Required work »
**A)** Decide whether each statement below agrees with the Giraffa setup excerpt. (i) Running giraffa/bin/start-giraffa.sh creates a one-node Giraffa cluster. (ii) The files capacity-scheduler.xml, configuration.xsl and container-executer.cfg differ from those in the hadoop configuration directory. (iii) The teragen example generates 1,000,000 rows. For each, answer yes or no and quote the words of the excerpt that settle it.
**B)** Print everything in the Giraffa setup excerpt from "In giraffa/bin, notice" down to "Master, and ZooKeeper.".

Also notice the following files:
capacity-scheduler.xml
configuration.xsl
container-executer.cfg
These files are identical to the ones normally found in the hadoop configuration directory. If it turns out you need any additional configuration files, drop them in this directory.
In giraffa/bin, notice the following files:
yarn-giraffa
yarn-giraffa-daemon.sh
These are the Giraffa equivalents of the yarn and yarn-daemon.sh scripts you normally use to start jobs. For example, to start the resource manager and node manager, run:
yarn-giraffa-daemon.sh start resourcemanager
yarn-giraffa-daemon.sh start nodemanager
Then to run a teragen job from the examples jar, generating 10,000,000 rows in the directory “input”
yarn-giraffa jar $HADOOP_HOME/share/hadoop/mapreduce/hadoop-mapreduce-examples-2.0.5-alpha.jar teragen 10000000 input
- Running the command
giraffa/bin/start-giraffa.sh
will create a 1 node Giraffa cluster. It starts up NameNode, DataNode, and then HBase, which starts a RegionServer, Master, and ZooKeeper.
- Run hadoop/bin/hadoop-daemon.sh start namenode or hadoop/bin/hadoop-daemon start datanode to manually start a NameNode or DataNode on a server. Likewise, run hbase/bin/hbase start master or hbase/bin/hbase start RegionServer to manually start an HBase Master or Region Server.

Extracted information »

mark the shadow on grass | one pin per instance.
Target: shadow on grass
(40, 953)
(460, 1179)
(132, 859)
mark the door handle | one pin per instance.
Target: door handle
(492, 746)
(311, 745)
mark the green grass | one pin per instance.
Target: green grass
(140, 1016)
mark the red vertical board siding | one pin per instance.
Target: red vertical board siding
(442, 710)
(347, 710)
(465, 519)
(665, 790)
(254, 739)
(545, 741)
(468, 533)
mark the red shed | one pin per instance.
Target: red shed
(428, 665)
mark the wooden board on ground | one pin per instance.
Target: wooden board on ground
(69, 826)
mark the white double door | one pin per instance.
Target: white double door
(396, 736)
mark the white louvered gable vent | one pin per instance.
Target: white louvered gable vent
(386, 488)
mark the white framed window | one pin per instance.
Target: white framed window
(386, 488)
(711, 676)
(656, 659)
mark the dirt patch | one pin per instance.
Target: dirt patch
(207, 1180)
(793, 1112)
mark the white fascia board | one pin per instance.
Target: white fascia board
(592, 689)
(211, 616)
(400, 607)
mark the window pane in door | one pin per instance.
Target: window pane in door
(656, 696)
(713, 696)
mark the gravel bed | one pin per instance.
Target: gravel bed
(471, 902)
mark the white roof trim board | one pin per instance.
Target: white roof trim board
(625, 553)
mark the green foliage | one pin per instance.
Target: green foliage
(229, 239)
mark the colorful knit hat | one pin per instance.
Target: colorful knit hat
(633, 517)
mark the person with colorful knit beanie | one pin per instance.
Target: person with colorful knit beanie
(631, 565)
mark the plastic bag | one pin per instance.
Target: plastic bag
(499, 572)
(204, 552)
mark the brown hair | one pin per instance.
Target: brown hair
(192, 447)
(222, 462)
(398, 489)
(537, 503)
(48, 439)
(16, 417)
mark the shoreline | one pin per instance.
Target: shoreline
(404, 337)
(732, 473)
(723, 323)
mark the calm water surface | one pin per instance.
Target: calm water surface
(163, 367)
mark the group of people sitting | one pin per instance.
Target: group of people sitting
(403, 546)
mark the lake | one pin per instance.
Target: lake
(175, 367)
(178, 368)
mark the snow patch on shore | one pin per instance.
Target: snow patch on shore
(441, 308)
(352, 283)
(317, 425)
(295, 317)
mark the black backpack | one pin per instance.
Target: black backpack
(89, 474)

Responses by task »
**A)**
(i) Yes: "will create a 1 node Giraffa cluster"
(ii) No: "These files are identical to the ones normally found in the hadoop configuration directory."
(iii) No: "generating 10,000,000 rows"

**B)**
In giraffa/bin, notice the following files:
yarn-giraffa
yarn-giraffa-daemon.sh
These are the Giraffa equivalents of the yarn and yarn-daemon.sh scripts you normally use to start jobs. For example, to start the resource manager and node manager, run:
yarn-giraffa-daemon.sh start resourcemanager
yarn-giraffa-daemon.sh start nodemanager
Then to run a teragen job from the examples jar, generating 10,000,000 rows in the directory “input”
yarn-giraffa jar $HADOOP_HOME/share/hadoop/mapreduce/hadoop-mapreduce-examples-2.0.5-alpha.jar teragen 10000000 input
- Running the command
giraffa/bin/start-giraffa.sh
will create a 1 node Giraffa cluster. It starts up NameNode, DataNode, and then HBase, which starts a RegionServer, Master, and ZooKeeper.